Task goal ::
Give back exactly the lines running from the line with "If the single" to the end of the entries, and only those lines.
* Start *
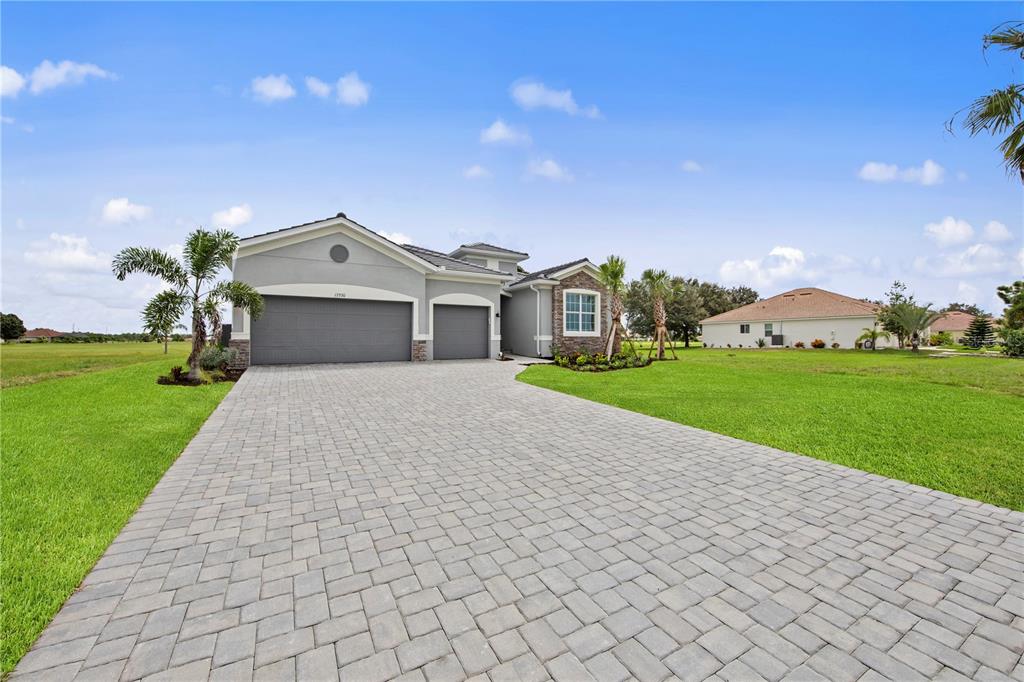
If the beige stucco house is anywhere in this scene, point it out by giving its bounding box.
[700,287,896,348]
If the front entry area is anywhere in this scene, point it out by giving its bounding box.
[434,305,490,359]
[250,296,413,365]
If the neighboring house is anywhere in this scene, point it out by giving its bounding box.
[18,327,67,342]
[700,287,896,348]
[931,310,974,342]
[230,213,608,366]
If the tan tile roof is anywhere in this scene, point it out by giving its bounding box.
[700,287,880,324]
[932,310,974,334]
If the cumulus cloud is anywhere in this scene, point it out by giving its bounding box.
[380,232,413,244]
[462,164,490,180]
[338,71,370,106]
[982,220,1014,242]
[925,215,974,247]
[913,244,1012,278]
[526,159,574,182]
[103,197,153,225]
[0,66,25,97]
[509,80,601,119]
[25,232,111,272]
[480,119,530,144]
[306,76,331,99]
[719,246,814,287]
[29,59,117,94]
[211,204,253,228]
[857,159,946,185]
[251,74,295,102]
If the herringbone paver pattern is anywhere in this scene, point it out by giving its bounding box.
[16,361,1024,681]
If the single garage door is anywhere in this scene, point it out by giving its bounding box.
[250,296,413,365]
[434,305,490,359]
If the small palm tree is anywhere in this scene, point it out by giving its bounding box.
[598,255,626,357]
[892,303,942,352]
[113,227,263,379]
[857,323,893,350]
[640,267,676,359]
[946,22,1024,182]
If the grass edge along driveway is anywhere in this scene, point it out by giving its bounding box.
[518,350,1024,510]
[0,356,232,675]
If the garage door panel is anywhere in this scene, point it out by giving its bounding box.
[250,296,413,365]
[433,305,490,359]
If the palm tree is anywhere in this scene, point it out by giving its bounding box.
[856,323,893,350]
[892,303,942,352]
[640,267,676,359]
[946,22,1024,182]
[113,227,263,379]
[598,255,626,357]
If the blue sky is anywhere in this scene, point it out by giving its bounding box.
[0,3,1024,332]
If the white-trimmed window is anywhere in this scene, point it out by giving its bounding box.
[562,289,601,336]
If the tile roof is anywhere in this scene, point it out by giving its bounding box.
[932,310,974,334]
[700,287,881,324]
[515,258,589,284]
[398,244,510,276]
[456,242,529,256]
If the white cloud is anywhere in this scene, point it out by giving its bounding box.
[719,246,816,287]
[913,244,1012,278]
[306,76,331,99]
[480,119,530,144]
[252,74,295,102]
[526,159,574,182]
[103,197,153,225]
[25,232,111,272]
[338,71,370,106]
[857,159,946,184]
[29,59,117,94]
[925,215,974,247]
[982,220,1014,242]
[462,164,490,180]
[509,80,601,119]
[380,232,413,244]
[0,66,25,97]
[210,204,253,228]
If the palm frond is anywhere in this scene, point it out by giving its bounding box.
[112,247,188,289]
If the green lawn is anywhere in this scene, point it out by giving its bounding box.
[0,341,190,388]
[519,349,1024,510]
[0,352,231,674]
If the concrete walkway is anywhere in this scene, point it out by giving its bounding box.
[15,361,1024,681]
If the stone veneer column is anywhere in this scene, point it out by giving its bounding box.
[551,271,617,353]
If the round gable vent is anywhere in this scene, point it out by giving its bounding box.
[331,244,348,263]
* End *
Task answer ::
If the single garage door is anywhere in this scene, point it out by giving its bounding box.
[250,296,413,365]
[434,305,490,359]
If the small palm tree is anywhere in this scene, point it out by giving its bounding box.
[598,255,626,357]
[892,303,942,352]
[113,227,263,379]
[857,323,893,350]
[640,267,676,359]
[946,22,1024,182]
If the grass edge along driveway is anywhere in this scene, point it out by giving its bounding box.
[518,350,1024,510]
[0,356,232,675]
If the garage door panel is anywhere in this scene, point it out by giving its bounding box.
[250,296,413,365]
[433,305,490,359]
If the palm tree is anywhere in this scene, point it out by giving its bounding box.
[856,323,893,350]
[892,303,942,352]
[640,267,676,359]
[946,22,1024,182]
[113,227,263,379]
[598,255,626,357]
If the blue sky is anywhere in this scene, point it out by giving its bounding box.
[0,3,1024,332]
If the white-trimmed window is anywhere in this scene, point it out by giving its bounding box.
[562,289,601,336]
If the tile roof is anywhere in this scene, point it out by giving its bounding box.
[932,310,974,334]
[700,287,881,324]
[515,258,589,284]
[398,244,510,276]
[456,242,529,256]
If the white cloud is anywhere in this scene, point it out by giving its bounding box.
[719,246,816,287]
[913,244,1012,278]
[306,76,331,99]
[480,119,530,144]
[252,74,295,102]
[526,159,574,182]
[103,197,153,225]
[25,232,111,272]
[338,71,370,106]
[857,159,946,184]
[29,59,117,94]
[925,215,974,247]
[982,220,1014,242]
[462,164,490,180]
[509,80,601,119]
[380,232,413,244]
[0,66,25,97]
[210,204,253,228]
If the palm frond is anywhere in this scene, point it out by giving its bounding box.
[112,247,188,289]
If the green lawn is anywhere in this scene, point it out by giving its bounding box.
[0,341,190,388]
[519,349,1024,510]
[0,352,231,674]
If the concrete walkway is anywhere in this scene, point it out by giving its bounding box.
[15,361,1024,681]
If the stone veneer column is anywhere in this scene, point it out by giving its bounding box.
[551,271,617,353]
If the round gable vent is anywhere in this scene, point it out by giving its bounding box.
[331,244,348,263]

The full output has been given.